Reproduce the entire listing below word for word.
____
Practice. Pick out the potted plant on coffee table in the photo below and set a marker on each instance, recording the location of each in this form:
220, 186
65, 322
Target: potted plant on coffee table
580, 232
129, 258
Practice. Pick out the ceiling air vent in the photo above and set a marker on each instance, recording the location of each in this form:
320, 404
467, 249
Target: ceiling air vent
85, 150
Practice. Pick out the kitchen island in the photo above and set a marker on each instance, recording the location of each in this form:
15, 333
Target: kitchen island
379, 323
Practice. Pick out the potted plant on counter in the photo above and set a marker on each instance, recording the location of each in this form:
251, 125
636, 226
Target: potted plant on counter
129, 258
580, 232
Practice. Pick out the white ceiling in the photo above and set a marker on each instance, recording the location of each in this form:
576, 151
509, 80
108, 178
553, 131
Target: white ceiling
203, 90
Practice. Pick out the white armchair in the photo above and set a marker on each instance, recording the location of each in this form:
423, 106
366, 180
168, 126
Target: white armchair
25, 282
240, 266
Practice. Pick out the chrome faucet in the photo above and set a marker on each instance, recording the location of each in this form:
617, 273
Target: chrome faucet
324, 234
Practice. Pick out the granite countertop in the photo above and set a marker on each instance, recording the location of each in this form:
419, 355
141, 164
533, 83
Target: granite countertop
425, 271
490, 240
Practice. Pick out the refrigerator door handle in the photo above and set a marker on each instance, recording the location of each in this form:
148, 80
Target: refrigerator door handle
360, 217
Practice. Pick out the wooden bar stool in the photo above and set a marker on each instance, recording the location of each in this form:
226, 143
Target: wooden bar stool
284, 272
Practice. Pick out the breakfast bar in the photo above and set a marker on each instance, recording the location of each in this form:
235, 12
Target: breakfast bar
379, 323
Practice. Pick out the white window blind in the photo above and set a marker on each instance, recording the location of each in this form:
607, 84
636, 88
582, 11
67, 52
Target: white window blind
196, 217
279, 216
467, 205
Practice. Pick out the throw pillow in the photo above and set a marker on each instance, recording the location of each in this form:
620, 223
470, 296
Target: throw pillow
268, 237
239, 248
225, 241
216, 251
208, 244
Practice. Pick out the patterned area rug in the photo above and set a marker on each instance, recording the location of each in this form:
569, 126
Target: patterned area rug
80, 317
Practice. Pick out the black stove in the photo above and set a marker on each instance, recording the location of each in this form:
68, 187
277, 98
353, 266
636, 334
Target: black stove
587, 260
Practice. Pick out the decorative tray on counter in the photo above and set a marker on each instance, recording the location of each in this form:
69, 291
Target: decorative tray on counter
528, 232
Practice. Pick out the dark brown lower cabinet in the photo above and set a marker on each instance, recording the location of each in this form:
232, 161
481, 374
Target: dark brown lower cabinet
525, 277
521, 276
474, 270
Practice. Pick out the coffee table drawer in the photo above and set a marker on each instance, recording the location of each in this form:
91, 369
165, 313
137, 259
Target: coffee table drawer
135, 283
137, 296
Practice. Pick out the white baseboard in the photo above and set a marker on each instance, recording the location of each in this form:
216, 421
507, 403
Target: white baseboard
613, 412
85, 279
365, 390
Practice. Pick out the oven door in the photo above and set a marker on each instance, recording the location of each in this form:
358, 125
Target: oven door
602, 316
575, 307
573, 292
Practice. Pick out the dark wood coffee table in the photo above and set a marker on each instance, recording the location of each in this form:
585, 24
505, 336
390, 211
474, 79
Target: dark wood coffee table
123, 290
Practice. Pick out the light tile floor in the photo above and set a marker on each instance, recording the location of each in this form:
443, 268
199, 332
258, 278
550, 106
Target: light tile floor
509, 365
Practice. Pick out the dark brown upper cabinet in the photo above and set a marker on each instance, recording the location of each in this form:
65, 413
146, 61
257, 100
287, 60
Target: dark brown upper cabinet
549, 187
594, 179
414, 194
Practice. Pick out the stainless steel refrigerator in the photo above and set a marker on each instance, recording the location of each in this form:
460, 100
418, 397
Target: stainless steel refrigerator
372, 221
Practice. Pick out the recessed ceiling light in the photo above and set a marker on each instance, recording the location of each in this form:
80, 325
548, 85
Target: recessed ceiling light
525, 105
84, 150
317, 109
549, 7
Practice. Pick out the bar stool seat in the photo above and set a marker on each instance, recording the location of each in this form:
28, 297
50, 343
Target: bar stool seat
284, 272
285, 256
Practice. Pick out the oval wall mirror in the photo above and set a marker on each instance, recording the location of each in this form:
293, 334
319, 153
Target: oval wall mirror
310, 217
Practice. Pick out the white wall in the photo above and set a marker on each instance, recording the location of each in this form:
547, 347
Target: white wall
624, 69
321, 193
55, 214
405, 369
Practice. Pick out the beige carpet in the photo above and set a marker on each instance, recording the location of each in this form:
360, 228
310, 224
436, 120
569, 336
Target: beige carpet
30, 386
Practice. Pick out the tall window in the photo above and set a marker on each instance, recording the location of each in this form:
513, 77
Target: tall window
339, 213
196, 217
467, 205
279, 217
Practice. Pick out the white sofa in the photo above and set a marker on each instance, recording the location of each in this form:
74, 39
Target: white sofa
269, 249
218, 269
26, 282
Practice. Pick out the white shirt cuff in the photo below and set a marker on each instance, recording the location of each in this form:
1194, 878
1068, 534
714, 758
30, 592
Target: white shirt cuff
____
→ Response to this exercise:
Practice. Pick out the potted plant on coffee table in the photo below and set a marker on each instance, recording the location of each in this form:
220, 186
65, 322
Target: potted plant on coffee table
580, 232
129, 258
Practice. Pick out the ceiling air vent in the photo above and set a marker on each instance, recording the location of each in this form:
320, 404
467, 249
Target: ceiling air vent
85, 150
Practice. Pick out the kitchen island in the photo above and set a marker on each instance, recording the location of each in this form:
15, 333
Target: kitchen island
379, 323
Practice. Pick out the potted plant on counter in the photo above and set a marker on each instance, recording the location of each in this form:
251, 125
636, 226
Target: potted plant on counter
129, 258
580, 232
Practice. Pick out the white ceiling in the photo above and set a marker on each instance, recording the location of each in this form:
576, 151
509, 80
108, 178
553, 131
Target: white ceiling
203, 90
Practice. Pick out the white armchair in the photo above and set a marker on each instance, recording the location of each in this form:
423, 106
366, 180
168, 126
Target: white armchair
25, 282
240, 266
Practice. Pick out the chrome faucet in the photo above and set a marker on each instance, recording the location of each in this form:
617, 273
Target: chrome faucet
324, 234
Practice. Pick out the granite countertop in the photo above and set a marker on each instance, recording the location of each in this form:
419, 355
141, 164
533, 83
Target: granite countertop
425, 271
490, 240
Practice. Pick out the refrigerator door handle in the photo above and set a marker on each instance, recording the location of each in this form:
148, 80
Target: refrigerator door handle
360, 217
Practice. Pick out the wooden bar stool in the photo above and set a marker on each instance, recording the location of each in this form:
226, 143
Target: wooden bar stool
284, 272
Practice. Pick out the breakfast bar in the photo above and set a marker on each instance, recording the location of each in this form:
235, 12
Target: breakfast bar
379, 323
Practice. Pick out the white window blind in the photo above and set a marker on each instance, recording the location of each in this form:
607, 84
636, 88
582, 11
67, 52
Target: white window blind
196, 217
279, 216
467, 205
Practice. Pick out the throw pillow in the photo above and set a marker on each instance, recording the location of each in this form:
620, 223
470, 296
Target: throw pillow
268, 237
239, 248
225, 241
216, 251
208, 244
Practice. Pick out the patterned area rug in the photo above and set a marker on each instance, recording the location of each in this form:
569, 126
Target: patterned area rug
80, 317
Practice. Pick out the black stove in the photo above and set a marker on each instance, recording the location of each in this form:
68, 187
277, 98
353, 266
636, 334
Target: black stove
587, 260
Practice. Pick out the decorative tray on counter in the photo above and set a marker on each instance, recording the location of each in this form:
69, 291
Target: decorative tray on counter
528, 232
Practice. Pick out the dark brown lower cabinet in the photo above and set a marker on each instance, recording the location of each in this form:
232, 161
481, 374
Target: dark brown lower cabinet
525, 277
521, 276
474, 270
Practice. Pick out the coffee table drawer in the photo above and set a marker on each instance, recording the location of each in this form:
91, 369
165, 313
137, 259
Target: coffee table drawer
135, 283
137, 296
Practice. Pick out the white baseboard in the photo above and set a marker on each instance, recording the location of each in this form:
216, 421
507, 403
Target: white baseboard
613, 412
85, 279
365, 390
Practice. Pick out the oven door in the photo above and set a marker on each instance, recording the location of each in this form:
358, 125
Target: oven door
602, 316
575, 307
573, 292
Practice. Pick out the dark wood coffee table in the photo above and set a marker on each instance, recording the location of each in this form:
585, 24
505, 336
390, 211
474, 79
Target: dark wood coffee table
123, 290
Practice. Pick out the light tile floor in the photo above and set a marker on each instance, recording the location of each in this form:
443, 268
199, 332
258, 278
550, 106
Target: light tile floor
509, 365
Practice. Pick out the dark brown upper cabinet in the photo above and set a marker on each instance, recording the location of each in this form:
65, 413
146, 61
257, 100
287, 60
Target: dark brown upper cabinet
549, 187
594, 179
414, 194
Practice. Pick out the stainless steel refrigerator in the photo above and set a marker on each instance, recording the location of each in this form:
460, 100
418, 397
Target: stainless steel refrigerator
372, 221
Practice. Pick out the recessed ceiling light in the photo above and set a marker on each instance, recording the location of each in this form:
80, 325
548, 85
Target: recessed ceiling light
525, 105
84, 150
317, 109
549, 7
Practice. Pick out the bar stool seat in the photo above and set a marker on each instance, recording the location of each in this form:
28, 297
50, 343
Target: bar stool seat
284, 272
285, 256
Practice. Pick out the oval wall mirror in the photo above and set a marker on each instance, recording the location of each in this form:
293, 334
319, 153
Target: oval wall mirror
310, 217
Practice. Pick out the white wall in the photo above and set a marker on each instance, recording the location of each in this form:
547, 347
Target: white wall
624, 69
321, 193
55, 214
405, 369
Practice. Pick out the beige carpet in the photo above and set a marker on each instance, recording the location of each in this form:
360, 228
310, 224
436, 120
569, 336
Target: beige carpet
30, 386
Practice. Pick out the tall window in the photo above and set a marker on each instance, recording the location of each in this form:
513, 77
Target: tall window
339, 213
196, 217
467, 205
279, 217
Practice. Pick out the white sofa in the photo above and set a marker on each instance, recording the location of each in this form:
74, 39
Target: white sofa
269, 249
218, 269
26, 282
Practice. Pick out the white shirt cuff in the photo below and set a marker on each instance, recording the location of each in this form:
1194, 878
1068, 534
714, 758
30, 592
Target: white shirt cuff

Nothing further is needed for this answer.